• **What to produce**:
Print every record exactly, but leave out the pictures.

(Data excerpts)
+--

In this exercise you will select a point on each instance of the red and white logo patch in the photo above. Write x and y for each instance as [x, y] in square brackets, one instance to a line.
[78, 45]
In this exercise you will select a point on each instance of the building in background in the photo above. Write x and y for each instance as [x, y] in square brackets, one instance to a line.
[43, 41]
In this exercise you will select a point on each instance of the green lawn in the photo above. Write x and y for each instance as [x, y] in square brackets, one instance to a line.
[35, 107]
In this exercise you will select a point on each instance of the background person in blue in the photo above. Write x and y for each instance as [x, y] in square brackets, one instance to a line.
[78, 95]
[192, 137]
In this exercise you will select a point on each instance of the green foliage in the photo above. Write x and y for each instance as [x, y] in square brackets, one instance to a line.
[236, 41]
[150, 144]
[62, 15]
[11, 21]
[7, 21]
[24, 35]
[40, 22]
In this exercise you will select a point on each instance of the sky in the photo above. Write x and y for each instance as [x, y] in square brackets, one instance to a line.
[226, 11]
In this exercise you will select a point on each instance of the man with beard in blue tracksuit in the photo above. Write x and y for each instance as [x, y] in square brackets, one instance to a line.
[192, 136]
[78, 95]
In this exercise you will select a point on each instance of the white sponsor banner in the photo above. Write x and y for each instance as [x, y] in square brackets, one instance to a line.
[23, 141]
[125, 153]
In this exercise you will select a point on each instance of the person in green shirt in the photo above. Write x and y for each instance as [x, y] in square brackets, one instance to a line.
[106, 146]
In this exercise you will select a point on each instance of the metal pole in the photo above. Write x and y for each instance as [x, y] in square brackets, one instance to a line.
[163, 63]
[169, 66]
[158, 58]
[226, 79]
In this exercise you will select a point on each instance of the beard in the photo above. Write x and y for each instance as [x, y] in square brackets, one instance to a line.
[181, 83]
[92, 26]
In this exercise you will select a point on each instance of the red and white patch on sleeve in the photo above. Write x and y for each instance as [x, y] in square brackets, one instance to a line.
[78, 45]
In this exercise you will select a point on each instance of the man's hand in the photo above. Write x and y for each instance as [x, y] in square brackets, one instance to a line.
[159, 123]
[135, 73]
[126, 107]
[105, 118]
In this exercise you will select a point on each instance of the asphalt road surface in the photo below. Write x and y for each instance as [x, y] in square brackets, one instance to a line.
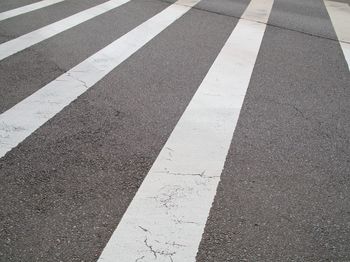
[154, 130]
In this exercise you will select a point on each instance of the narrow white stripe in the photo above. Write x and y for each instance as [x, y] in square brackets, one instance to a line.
[340, 17]
[166, 218]
[27, 9]
[20, 121]
[20, 43]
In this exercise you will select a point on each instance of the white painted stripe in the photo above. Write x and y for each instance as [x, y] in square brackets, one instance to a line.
[340, 17]
[20, 121]
[166, 218]
[27, 8]
[20, 43]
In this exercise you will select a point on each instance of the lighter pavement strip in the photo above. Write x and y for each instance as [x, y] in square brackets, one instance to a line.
[20, 43]
[166, 219]
[340, 17]
[27, 8]
[24, 118]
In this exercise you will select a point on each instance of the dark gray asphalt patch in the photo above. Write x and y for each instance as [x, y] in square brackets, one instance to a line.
[9, 5]
[64, 189]
[309, 16]
[24, 73]
[284, 193]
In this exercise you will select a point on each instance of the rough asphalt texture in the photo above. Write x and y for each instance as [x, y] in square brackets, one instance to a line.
[284, 194]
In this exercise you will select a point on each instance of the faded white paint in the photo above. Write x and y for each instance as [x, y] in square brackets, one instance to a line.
[27, 8]
[20, 43]
[20, 121]
[166, 218]
[340, 17]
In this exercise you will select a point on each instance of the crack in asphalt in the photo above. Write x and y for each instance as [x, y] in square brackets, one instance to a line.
[268, 24]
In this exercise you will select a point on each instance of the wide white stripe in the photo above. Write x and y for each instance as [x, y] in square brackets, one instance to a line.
[340, 17]
[20, 43]
[27, 8]
[166, 218]
[20, 121]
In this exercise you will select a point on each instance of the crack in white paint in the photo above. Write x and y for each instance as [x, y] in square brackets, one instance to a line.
[24, 118]
[20, 43]
[27, 8]
[174, 200]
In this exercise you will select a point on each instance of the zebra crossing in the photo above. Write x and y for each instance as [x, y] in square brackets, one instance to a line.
[163, 209]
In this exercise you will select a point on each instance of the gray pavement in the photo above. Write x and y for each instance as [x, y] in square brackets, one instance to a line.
[284, 192]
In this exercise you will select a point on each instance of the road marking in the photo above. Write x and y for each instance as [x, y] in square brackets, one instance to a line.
[28, 8]
[20, 43]
[340, 17]
[166, 218]
[21, 120]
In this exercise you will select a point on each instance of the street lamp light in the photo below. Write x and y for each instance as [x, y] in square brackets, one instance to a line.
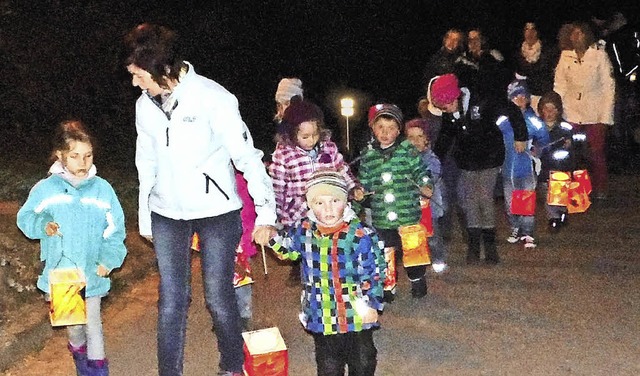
[346, 109]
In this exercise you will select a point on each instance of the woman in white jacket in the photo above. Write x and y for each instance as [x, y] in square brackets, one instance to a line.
[190, 138]
[584, 80]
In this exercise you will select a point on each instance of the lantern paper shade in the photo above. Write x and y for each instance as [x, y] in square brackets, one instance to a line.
[67, 306]
[265, 353]
[558, 194]
[415, 249]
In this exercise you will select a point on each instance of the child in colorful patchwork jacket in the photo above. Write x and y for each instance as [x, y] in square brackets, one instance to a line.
[342, 275]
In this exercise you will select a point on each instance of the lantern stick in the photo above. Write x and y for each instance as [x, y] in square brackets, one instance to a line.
[264, 259]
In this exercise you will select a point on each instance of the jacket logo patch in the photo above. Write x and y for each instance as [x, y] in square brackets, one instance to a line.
[475, 113]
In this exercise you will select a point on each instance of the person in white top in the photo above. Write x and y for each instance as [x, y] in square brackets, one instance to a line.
[190, 137]
[584, 80]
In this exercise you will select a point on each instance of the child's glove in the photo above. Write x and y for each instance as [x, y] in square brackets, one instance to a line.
[102, 271]
[51, 229]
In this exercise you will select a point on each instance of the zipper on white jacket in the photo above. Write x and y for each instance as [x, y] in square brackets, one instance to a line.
[210, 179]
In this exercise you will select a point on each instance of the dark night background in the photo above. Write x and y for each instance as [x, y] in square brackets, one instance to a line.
[61, 58]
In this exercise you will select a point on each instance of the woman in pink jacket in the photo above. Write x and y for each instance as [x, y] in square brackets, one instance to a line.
[584, 80]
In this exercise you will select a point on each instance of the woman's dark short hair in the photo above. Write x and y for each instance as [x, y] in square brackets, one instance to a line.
[155, 49]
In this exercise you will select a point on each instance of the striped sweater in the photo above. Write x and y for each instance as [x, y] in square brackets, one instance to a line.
[395, 176]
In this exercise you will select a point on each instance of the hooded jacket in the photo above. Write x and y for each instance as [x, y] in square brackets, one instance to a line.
[186, 158]
[91, 226]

+--

• **Expected answer**:
In this exercise you will select a point on each instance of the red and white logo patch in the photo above. Write x and y for each instance as [x, y] in square brackets, one instance to a line.
[78, 45]
In this exercise you will select a point on each instance of the building in background in the photo above. Write x and y for each instance as [x, y] in square brackets, one instance to a line.
[43, 41]
In this exercise you will select a point on each instance of the green lawn in the photo above. Write x and y for each instance as [x, y] in square brackets, one instance to a line.
[35, 107]
In this exercise you will select a point on each instance of the background person in blue in the photo above. Write x and y for each instance as [x, y] in square brackets, one instance to a line.
[78, 95]
[192, 137]
In this exercise you will select a point on each instance of the green foliage in the photo above. Write x and y for each instance as [x, y] in square brackets, one instance to a line.
[236, 41]
[150, 144]
[62, 15]
[11, 21]
[7, 21]
[24, 35]
[40, 22]
In this exercise you will select a point on each instance of the sky in the photo above. Write x and y for each instance as [x, y] in square brackets, one instance to a line.
[226, 11]
In this exercise you will select a point on each instance of the man with beard in blue tracksuit in the photo above. Write x and y for each instance as [x, y] in square brackets, one instance to a line.
[192, 136]
[78, 95]
In this exercise you will select a point on each instance of the white sponsor banner in the photo above. Write x and y for each instance as [x, y] in square brackets, one instance to a line.
[23, 141]
[125, 153]
In this exercise you will select a point on each instance of the person in green shirt in the photo above. Write x and y for each instance as [x, y] in square brackets, one instance to a line.
[106, 146]
In this exercise you will select a point on each instance of the metal pole in the photo above. Write x and y for each instance as [x, y] in square brackets, one instance to a line.
[163, 63]
[169, 66]
[158, 58]
[226, 79]
In this exercise you will select a point on each instance of the beard in the photo above. Write x and y for each instance as [x, y] in square brackets, one instance to a line.
[181, 83]
[92, 26]
In this exercise you will select a point on each instance of the red and white patch on sleeve in the photo above. Write x and y for each instance as [x, y] in square brackets, one instance to a line.
[78, 45]
In this exercise you will select a point on each instance of the man's hand in the photo above. Write x and y for each instance as [x, y] in square brackets, one instance to a line.
[159, 123]
[135, 73]
[126, 107]
[105, 118]
In this exercise you will select a point on each instance of the asphalt road surface in the photo below. Write x and y for each instance as [x, y] in square brackets, one instance to a line.
[154, 130]
In this exercise you will select a point on each instance of the narrow white stripe in the photo above. Write x and y for each instance as [x, y] in square brackets, one instance to a line.
[340, 17]
[166, 218]
[27, 9]
[20, 121]
[20, 43]
In this exercise you will select a point on each instance of the white painted stripe in the photo above. Write x and y for each instance as [x, y] in square brackets, one instance to a line.
[340, 17]
[20, 121]
[166, 218]
[27, 8]
[20, 43]
In this exercise you will select a point on each instance of the lighter pavement strip in the photo above. Write x and y for each instance as [x, y] in square brackets, one instance to a line.
[20, 43]
[166, 219]
[340, 17]
[27, 8]
[24, 118]
In this exercise you will select a point on each instance of the dark gray asphalt patch in the photo above. Write x and y for each instance as [x, y] in square brackets, one instance to a line.
[9, 5]
[64, 189]
[309, 16]
[24, 73]
[284, 193]
In this exercise you will select a point on each instance of the rough asphalt texture in the photo above. Write x and y for each instance as [x, y] in square brackets, one instance to a line.
[284, 194]
In this exercise you will select a point on each instance of the faded white paint in the photo above. Write x and y for each instance as [x, y] in square brackets, one instance to a line.
[27, 8]
[20, 43]
[20, 121]
[166, 218]
[340, 17]
In this exercise you will select a point on each instance of the crack in asphalt in the photo above. Write x and y for each instance as [x, y] in square brackets, one instance to a line.
[268, 24]
In this exercise you will select a point on each instance of the wide white stripe in the photo above. Write x and y for each instance as [x, y] in square brackets, one instance to a line.
[340, 17]
[20, 43]
[27, 8]
[166, 218]
[20, 121]
In this exercise you will select a point on each instance of the crack in white paint in the photo above. Write x and y for each instance as [x, y] in square brackets, one instance to a line.
[24, 118]
[20, 43]
[27, 8]
[174, 200]
In this exercise you will select a point on each instance of the zebra crossing in the photo above. Write x and y for each instance as [x, y] in square brackets, one instance to a line.
[163, 209]
In this exercise you will select a point on each instance of the gray pavement in the photo above. Write x and y for each instance as [x, y] in square brackets, one instance to a line.
[284, 192]
In this exercise you will select a point on each instance of the road marking in the photo above. Write x and y for each instance as [x, y] in square brackets, one instance to a line.
[28, 8]
[20, 43]
[340, 17]
[166, 218]
[21, 120]
In this exercise you will select a point on each instance of the street lamp light in the photo below. Write x and y for each instance as [x, y] in square brackets, one instance to a line.
[346, 109]
In this exercise you will select a point on each instance of the woman in white jacket in the photo above. Write x and y for each instance as [x, y] in square brackets, one instance to a line.
[190, 138]
[584, 80]
In this exercise you will select a point on each instance of the lantern paper shade in the photo above. Write x and y for each instance as [x, y] in square brackets, one instance to a line.
[67, 306]
[265, 353]
[558, 194]
[415, 249]
In this exercise you will select a point on each instance of the child in colorful patchwork jacket in the photo above. Write x and y for each instance as [x, y] in square brackets, one instance to a line.
[342, 275]
In this exercise you will select a point on each instance of the lantern stick in the photo above. Write x and y for each instance as [x, y] in square brackets, one instance to a line.
[264, 259]
In this exercise you will select a point on each instance of the jacket logo patch in the photo above. Write x and y for each instance as [x, y] in square brackets, one instance to a line.
[475, 113]
In this exercise you will select a point on each instance of the person in white top in the photo above. Write x and y for each instance as [x, y] in square brackets, one instance to a line.
[190, 137]
[584, 80]
In this exercise you will select a point on each instance of the child's glove in the photo above. Write x and y for each instance as [x, y] in square brackets, one instance to a line.
[102, 271]
[51, 229]
In this exercise you will select a point on each instance of the zipper on white jacket in the photo above. Write x and y for each instance as [x, y] in square brackets, one instance to a line.
[210, 179]
In this exercise you will select a point on each instance of the dark night background in the photo above. Write x and y for each instance as [x, y] in square brackets, one instance to a line.
[61, 58]
In this exercise you will select a point on each instance of the woman in pink jacket in the photo above. Write x and y for each instance as [x, y] in square brackets, one instance to a line.
[584, 80]
In this exercise you will select a point on each instance of the woman's dark short hair in the photo above. Write x and y for each instance as [x, y] in square brackets, one instance to a line.
[155, 49]
In this exercise you will select a point on each instance of the striped sweater in the photo above. Write x and y for each instance as [x, y] in square brackets, one instance to a line.
[395, 176]
In this exercise you will select a point on each instance of the hooded jacket in the photo above. Write x and y for each instance as [x, y] in square brackets, one instance to a line.
[186, 158]
[91, 226]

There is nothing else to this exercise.